[Referring expression data]
*** Block opens ***
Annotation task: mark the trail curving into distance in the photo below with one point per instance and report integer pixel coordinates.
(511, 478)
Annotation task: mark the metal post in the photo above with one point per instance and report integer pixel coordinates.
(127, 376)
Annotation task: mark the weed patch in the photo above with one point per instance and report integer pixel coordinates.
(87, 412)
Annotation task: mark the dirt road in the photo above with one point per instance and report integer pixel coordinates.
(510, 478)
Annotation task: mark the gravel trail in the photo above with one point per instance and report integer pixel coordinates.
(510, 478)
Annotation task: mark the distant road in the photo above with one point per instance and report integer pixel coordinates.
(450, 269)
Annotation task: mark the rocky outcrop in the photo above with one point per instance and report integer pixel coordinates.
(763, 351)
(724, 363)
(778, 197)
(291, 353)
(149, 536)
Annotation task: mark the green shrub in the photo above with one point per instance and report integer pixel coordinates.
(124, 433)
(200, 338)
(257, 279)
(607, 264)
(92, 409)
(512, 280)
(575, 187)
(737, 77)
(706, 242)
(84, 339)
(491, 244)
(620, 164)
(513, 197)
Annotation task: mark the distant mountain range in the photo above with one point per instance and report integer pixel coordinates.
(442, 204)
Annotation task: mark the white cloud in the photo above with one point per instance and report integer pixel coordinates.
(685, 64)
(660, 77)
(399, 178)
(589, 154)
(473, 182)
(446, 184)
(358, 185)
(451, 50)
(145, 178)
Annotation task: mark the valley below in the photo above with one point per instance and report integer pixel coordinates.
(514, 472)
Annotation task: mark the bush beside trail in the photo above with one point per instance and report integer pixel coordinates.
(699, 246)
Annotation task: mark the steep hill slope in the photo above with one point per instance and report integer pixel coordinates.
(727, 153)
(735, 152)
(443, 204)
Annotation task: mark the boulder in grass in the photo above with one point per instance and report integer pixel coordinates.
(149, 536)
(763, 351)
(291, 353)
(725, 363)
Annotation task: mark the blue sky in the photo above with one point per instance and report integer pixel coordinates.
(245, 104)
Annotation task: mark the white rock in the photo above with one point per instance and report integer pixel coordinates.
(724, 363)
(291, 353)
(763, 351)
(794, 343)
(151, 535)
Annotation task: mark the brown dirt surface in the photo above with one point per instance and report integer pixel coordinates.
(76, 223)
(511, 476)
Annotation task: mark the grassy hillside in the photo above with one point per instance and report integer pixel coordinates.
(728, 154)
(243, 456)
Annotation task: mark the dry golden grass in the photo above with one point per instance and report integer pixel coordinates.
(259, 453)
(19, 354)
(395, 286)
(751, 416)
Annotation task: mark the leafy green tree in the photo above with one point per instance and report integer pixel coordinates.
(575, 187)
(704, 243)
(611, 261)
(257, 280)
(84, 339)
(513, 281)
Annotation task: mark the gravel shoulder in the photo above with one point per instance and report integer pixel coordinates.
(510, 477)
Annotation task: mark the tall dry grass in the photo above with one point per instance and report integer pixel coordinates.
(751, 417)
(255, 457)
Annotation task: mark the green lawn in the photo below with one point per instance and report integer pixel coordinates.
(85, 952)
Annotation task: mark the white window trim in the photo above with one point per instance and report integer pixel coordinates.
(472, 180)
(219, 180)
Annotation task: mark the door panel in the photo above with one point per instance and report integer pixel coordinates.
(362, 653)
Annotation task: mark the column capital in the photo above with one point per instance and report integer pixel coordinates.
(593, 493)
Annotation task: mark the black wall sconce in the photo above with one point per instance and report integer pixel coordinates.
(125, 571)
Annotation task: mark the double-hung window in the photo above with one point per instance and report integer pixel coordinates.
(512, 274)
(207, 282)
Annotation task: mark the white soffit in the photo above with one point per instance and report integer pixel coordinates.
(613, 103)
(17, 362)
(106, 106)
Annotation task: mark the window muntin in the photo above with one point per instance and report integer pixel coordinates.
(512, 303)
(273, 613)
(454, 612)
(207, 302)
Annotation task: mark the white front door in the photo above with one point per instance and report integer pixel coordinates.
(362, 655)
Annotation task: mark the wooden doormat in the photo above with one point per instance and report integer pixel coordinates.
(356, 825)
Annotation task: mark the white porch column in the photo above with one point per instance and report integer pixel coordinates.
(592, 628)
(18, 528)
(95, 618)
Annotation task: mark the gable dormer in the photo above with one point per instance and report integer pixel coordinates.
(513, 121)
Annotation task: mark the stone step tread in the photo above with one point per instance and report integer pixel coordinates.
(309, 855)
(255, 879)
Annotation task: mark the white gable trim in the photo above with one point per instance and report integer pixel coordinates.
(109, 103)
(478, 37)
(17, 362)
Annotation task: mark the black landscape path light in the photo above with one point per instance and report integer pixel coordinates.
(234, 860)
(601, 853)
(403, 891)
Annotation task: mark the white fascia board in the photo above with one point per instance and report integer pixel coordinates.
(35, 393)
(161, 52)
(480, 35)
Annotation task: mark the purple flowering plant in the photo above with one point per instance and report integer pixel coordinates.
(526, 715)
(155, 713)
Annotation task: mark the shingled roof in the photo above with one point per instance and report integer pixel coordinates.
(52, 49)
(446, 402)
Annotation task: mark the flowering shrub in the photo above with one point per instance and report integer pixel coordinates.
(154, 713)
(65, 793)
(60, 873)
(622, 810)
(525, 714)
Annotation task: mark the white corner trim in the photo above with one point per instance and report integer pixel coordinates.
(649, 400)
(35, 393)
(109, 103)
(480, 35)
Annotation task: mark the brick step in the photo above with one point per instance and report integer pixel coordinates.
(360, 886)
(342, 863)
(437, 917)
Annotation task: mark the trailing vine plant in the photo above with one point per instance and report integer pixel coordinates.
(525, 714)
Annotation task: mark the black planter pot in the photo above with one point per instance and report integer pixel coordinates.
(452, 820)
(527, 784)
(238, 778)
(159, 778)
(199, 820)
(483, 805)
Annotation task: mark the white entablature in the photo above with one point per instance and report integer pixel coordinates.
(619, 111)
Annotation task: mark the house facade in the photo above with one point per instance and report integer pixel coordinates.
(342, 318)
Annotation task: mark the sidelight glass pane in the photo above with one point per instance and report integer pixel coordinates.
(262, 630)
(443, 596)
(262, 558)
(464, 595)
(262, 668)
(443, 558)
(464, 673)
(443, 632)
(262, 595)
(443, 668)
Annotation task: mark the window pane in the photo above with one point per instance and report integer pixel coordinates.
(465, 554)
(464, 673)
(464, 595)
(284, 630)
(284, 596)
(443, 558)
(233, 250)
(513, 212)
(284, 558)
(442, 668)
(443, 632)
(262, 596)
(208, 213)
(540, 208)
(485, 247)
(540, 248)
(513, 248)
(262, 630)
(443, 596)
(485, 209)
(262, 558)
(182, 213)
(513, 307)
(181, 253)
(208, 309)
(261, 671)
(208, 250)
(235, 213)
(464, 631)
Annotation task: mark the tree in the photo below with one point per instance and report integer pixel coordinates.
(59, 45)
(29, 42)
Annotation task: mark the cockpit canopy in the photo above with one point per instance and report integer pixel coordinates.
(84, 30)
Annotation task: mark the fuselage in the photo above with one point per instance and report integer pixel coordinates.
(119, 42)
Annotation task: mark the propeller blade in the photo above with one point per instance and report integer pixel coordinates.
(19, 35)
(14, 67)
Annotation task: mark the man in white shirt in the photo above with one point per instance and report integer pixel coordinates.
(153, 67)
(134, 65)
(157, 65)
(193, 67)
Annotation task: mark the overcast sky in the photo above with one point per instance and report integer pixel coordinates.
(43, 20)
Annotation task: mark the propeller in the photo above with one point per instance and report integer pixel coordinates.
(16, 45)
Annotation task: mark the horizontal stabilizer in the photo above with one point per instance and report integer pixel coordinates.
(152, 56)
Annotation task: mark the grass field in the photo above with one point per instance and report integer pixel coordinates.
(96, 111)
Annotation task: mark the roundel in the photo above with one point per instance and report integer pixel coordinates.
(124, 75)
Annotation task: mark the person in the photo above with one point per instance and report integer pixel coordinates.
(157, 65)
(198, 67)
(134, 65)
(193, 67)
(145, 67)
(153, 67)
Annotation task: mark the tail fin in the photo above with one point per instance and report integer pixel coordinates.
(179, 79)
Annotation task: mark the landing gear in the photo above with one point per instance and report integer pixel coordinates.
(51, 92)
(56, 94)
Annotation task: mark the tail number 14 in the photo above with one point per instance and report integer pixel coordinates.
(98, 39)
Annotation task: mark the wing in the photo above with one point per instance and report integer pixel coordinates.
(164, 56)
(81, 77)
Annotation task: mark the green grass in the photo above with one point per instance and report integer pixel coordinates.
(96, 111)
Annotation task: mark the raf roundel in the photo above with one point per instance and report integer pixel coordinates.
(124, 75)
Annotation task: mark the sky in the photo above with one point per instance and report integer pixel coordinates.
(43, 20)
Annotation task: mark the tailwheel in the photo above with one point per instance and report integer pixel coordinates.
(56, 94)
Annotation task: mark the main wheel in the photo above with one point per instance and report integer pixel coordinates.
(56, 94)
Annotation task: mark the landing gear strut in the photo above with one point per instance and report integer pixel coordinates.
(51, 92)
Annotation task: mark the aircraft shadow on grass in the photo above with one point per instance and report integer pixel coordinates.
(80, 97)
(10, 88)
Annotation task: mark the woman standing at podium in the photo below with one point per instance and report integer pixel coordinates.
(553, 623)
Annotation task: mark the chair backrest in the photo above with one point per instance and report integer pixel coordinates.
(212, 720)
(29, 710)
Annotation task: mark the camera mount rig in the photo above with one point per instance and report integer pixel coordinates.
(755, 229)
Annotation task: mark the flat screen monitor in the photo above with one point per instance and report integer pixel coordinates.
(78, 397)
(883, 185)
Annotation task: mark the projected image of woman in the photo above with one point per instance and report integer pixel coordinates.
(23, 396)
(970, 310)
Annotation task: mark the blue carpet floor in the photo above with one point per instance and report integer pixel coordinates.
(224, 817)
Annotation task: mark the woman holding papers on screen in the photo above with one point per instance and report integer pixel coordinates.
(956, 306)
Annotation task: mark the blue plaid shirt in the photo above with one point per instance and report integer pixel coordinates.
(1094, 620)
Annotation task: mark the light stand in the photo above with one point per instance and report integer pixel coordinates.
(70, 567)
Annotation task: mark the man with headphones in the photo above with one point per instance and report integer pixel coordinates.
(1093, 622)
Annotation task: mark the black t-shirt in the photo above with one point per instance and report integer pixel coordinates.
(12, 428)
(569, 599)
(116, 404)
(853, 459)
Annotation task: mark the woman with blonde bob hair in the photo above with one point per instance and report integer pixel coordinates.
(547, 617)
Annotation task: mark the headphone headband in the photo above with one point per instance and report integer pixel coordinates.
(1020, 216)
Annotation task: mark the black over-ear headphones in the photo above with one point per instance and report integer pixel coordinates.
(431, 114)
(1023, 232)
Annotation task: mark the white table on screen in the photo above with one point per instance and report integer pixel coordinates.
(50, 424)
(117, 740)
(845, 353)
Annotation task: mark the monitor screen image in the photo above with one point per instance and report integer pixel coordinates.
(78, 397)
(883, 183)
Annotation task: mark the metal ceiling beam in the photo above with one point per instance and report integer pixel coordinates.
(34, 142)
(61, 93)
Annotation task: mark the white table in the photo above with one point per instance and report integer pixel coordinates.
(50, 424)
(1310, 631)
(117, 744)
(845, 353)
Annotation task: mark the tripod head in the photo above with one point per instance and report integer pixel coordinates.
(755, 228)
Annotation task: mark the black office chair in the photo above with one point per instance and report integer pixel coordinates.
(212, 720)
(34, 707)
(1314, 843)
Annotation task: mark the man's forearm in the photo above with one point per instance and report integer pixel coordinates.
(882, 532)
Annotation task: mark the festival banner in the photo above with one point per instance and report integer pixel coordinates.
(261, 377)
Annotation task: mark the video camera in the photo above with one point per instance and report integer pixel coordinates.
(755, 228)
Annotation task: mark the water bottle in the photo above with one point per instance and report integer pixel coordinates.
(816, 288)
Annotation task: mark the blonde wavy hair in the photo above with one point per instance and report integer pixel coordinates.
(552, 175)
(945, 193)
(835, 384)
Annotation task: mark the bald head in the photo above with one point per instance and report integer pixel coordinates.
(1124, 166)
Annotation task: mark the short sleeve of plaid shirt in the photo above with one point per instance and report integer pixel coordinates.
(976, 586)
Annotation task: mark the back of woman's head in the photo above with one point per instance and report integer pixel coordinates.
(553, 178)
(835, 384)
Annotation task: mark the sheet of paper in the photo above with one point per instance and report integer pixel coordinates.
*** Block closes ***
→ **WHAT YOU WILL DO**
Nothing but the lines from the one holding "Annotation task: mark the video" to the end of the entries should be output, each exactly as it appears.

→ **REPLY**
Annotation task: mark the video camera in the photo above with one point per instance and report integer pixel coordinates.
(755, 228)
Annotation task: mark the water bottle in the photo above with one point per instance and report integer pixel coordinates.
(816, 288)
Annotation task: mark the blonde wavy hair in the photo above with one point per instance and report integer pixel coordinates.
(552, 175)
(945, 193)
(835, 384)
Annotation task: mark the bald head in the photo above with one point per instance and report integer pixel coordinates.
(1124, 166)
Annotation task: mark the short sleeve of plaid shirt in the photo above with one point per instance and report integer pixel coordinates.
(976, 586)
Annotation task: mark the back of woman's head in the photo above with one point per instance and report integer pixel coordinates.
(553, 178)
(835, 384)
Annotation task: mark the sheet of paper in the photo above with one point per instance and report integer pixel coordinates.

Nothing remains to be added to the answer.